* Request
Repeat the records below exactly, leaving out any pictures.

* Provided information
──────────

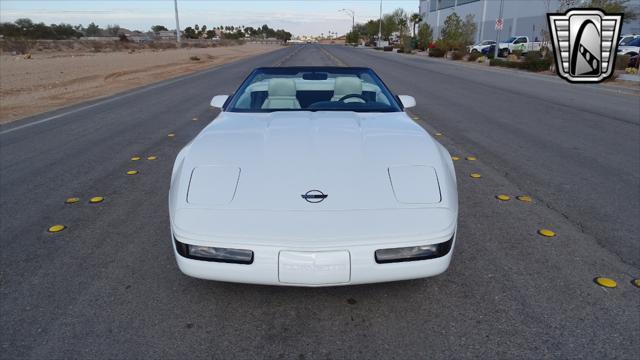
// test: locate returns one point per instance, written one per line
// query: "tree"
(415, 20)
(158, 28)
(452, 32)
(189, 33)
(93, 30)
(608, 6)
(425, 36)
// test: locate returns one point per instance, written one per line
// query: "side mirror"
(407, 101)
(219, 100)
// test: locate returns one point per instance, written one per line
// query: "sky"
(300, 17)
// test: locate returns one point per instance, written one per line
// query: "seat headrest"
(347, 85)
(282, 87)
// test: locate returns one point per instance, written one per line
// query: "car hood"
(268, 161)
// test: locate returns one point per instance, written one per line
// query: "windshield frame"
(394, 103)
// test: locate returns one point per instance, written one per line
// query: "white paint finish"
(314, 268)
(282, 155)
(415, 184)
(218, 101)
(213, 185)
(407, 101)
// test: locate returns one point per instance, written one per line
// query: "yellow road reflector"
(546, 232)
(96, 199)
(606, 282)
(56, 228)
(524, 198)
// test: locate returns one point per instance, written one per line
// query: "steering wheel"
(352, 96)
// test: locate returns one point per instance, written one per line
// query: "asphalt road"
(108, 285)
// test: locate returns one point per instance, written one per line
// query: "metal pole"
(175, 2)
(498, 31)
(380, 27)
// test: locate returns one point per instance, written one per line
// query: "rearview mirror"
(407, 101)
(219, 100)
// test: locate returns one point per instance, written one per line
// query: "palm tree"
(415, 20)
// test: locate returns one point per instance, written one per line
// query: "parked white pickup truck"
(520, 43)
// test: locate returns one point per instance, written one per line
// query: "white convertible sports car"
(313, 176)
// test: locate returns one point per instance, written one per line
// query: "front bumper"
(334, 266)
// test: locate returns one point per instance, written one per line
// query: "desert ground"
(44, 81)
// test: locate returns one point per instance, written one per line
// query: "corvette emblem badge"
(314, 196)
(585, 44)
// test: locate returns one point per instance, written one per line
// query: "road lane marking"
(72, 200)
(546, 233)
(606, 282)
(56, 228)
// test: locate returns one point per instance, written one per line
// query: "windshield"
(313, 89)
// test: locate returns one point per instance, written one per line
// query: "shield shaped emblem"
(585, 42)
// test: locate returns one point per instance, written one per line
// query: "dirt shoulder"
(51, 80)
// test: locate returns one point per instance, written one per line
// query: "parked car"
(481, 45)
(631, 48)
(313, 176)
(634, 61)
(520, 43)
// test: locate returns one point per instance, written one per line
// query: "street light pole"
(175, 3)
(380, 26)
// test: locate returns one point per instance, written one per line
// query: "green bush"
(437, 52)
(622, 62)
(533, 65)
(474, 56)
(457, 55)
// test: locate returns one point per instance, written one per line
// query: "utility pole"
(175, 3)
(380, 26)
(499, 30)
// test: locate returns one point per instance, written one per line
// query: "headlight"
(207, 253)
(413, 253)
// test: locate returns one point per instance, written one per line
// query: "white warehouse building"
(521, 17)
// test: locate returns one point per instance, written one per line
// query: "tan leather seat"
(281, 95)
(347, 85)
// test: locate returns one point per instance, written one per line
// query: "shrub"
(457, 55)
(622, 62)
(533, 65)
(437, 52)
(474, 56)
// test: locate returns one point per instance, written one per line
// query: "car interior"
(312, 91)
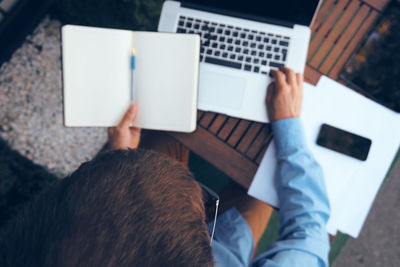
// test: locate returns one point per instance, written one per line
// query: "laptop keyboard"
(237, 47)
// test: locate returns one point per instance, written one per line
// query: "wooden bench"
(236, 146)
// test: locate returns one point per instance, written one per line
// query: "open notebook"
(97, 78)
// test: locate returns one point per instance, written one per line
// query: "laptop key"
(284, 53)
(224, 63)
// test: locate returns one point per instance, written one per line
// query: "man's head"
(124, 208)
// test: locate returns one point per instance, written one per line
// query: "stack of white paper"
(351, 184)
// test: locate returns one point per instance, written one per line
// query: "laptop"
(241, 42)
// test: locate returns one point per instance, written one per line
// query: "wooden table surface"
(236, 146)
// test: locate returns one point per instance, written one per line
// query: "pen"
(133, 76)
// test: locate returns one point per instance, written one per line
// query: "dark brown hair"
(124, 208)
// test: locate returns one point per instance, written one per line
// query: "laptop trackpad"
(221, 90)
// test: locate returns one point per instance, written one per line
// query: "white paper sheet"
(351, 184)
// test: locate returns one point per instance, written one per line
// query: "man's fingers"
(299, 79)
(290, 76)
(280, 78)
(129, 116)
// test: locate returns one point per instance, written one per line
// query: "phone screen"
(344, 142)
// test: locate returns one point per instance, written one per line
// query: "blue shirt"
(304, 211)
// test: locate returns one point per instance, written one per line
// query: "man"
(139, 208)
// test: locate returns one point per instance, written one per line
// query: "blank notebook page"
(97, 78)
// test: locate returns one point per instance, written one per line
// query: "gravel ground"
(31, 110)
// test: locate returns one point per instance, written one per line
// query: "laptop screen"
(290, 11)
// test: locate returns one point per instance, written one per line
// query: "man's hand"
(123, 136)
(285, 95)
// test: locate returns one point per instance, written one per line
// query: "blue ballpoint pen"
(133, 92)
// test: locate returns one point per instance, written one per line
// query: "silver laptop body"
(239, 50)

──────────

* Solved problem
// test: locate returns one point per instance, written one per line
// query: "tree"
(415, 20)
(158, 28)
(452, 32)
(189, 33)
(93, 30)
(608, 6)
(425, 36)
// test: locate returns one point per instance, written one per line
// query: "side mirror"
(407, 101)
(219, 100)
// test: locate returns one point per instance, written one per line
// query: "sky"
(300, 17)
// test: locate returns one point per instance, written one per line
// query: "seat headrest"
(347, 85)
(282, 87)
// test: locate returns one point per instance, written one per line
// query: "car hood"
(268, 161)
// test: locate returns one point per instance, written one per line
// query: "windshield frame"
(394, 103)
// test: locate returns one point per instance, written one per line
// query: "white paint finish"
(314, 268)
(282, 155)
(415, 184)
(218, 101)
(213, 185)
(407, 101)
// test: locate returns one point per instance, written one per line
// query: "yellow road reflector"
(546, 232)
(96, 199)
(606, 282)
(56, 228)
(524, 198)
// test: locate returns one point per instance, written one per line
// query: "steering wheel"
(352, 96)
// test: locate returns one point per instance, written one per line
// query: "asphalt road"
(108, 285)
// test: locate returns one point per instance, written one per line
// query: "metal pole"
(175, 2)
(498, 31)
(380, 27)
// test: locate returns one point per instance, written one per line
// query: "rearview mirror"
(407, 101)
(219, 100)
// test: locate returns one point per instance, written one per line
// query: "palm tree"
(415, 20)
// test: locate returns one point per instance, written one per line
// query: "parked white pickup truck"
(520, 43)
// test: locate returns one point per instance, written one per line
// query: "white convertible sports car"
(313, 176)
// test: locate returns one point per instance, written one per line
// query: "front bumper"
(334, 266)
// test: locate returns one point per instance, written one per line
// query: "desert ground"
(44, 81)
// test: locate returns one point per instance, written one per line
// query: "corvette emblem badge"
(314, 196)
(585, 44)
// test: locate returns one point per instance, written one per line
// query: "road lane marking"
(72, 200)
(546, 233)
(606, 282)
(56, 228)
// test: locate returns one point per instance, written one per line
// query: "windshield"
(313, 89)
// test: locate returns one point per instance, written one per line
// query: "shield shaped emblem"
(585, 42)
// test: locate returns one point per instance, written one per line
// query: "dirt shoulder"
(51, 80)
// test: locate returns one point per instance, written one per line
// query: "parked car"
(481, 45)
(631, 48)
(313, 176)
(634, 61)
(520, 43)
// test: locate returns one point per instance, written one per line
// query: "street light pole"
(175, 3)
(380, 26)
// test: locate returns one point per instance, written one per line
// query: "green bush"
(437, 52)
(622, 62)
(533, 65)
(474, 56)
(457, 55)
// test: locate returns one point per instance, written one per line
// query: "utility pole"
(175, 3)
(380, 26)
(499, 30)
// test: locate returns one point per instance, written one per line
// query: "headlight"
(207, 253)
(413, 253)
// test: locate returns one point per instance, written one per line
// query: "white warehouse building"
(521, 17)
// test: locate returns one point per instance, written one per line
// query: "tan leather seat"
(281, 95)
(347, 85)
// test: locate returns one point per instance, written one per line
// query: "shrub"
(457, 55)
(622, 62)
(533, 65)
(437, 52)
(474, 56)
// test: locate returns one point per instance, written one per line
// query: "car interior"
(312, 91)
// test: locate returns one point per instance, written one per line
// query: "laptop keyboard"
(237, 47)
// test: locate returns one point per instance, written one per line
// query: "wooden bench"
(236, 146)
// test: locate returns one point per instance, written one per line
// query: "open notebook"
(97, 78)
// test: locate returns one point per instance, written one per line
// query: "laptop key"
(284, 53)
(224, 63)
// test: locate returns one point per instance, written one per line
// query: "man's head"
(124, 208)
// test: locate returns one point per instance, written one per line
// query: "stack of white paper"
(351, 184)
// test: locate returns one point per instance, written one per line
// query: "laptop"
(241, 42)
// test: locate returns one point per instance, written one per line
// query: "wooden table surface"
(236, 146)
// test: locate returns one point per instance, written one per line
// query: "pen"
(133, 76)
// test: locate returns one point per instance, written one per line
// query: "dark brown hair"
(124, 208)
// test: locate returns one point per instance, written one per line
// query: "laptop trackpad"
(221, 90)
// test: locate returns one point per instance, written one per line
// query: "white paper sheet"
(351, 184)
// test: locate returns one point per instance, written one per line
// query: "man's fingers"
(299, 79)
(290, 76)
(280, 78)
(129, 116)
// test: locate returns one point per instance, written one per line
// query: "phone screen"
(344, 142)
// test: locate returns one point per instance, written one per line
// query: "blue shirt"
(304, 211)
// test: locate returns one point per instance, written one per line
// query: "man"
(139, 208)
// test: locate returns one point per instance, written one per line
// query: "blank notebook page"
(97, 78)
// test: locate returns one point per instance, written one per line
// query: "gravel ground"
(31, 110)
// test: locate returns one point per instance, written one per line
// query: "laptop screen"
(290, 11)
// test: locate returns one point per instance, written one per line
// query: "man's hand"
(123, 136)
(285, 95)
// test: locate returns one point per instance, written one per line
// query: "blue ballpoint pen"
(133, 92)
// test: locate returns one point per instance, written one per line
// query: "silver laptop body"
(239, 50)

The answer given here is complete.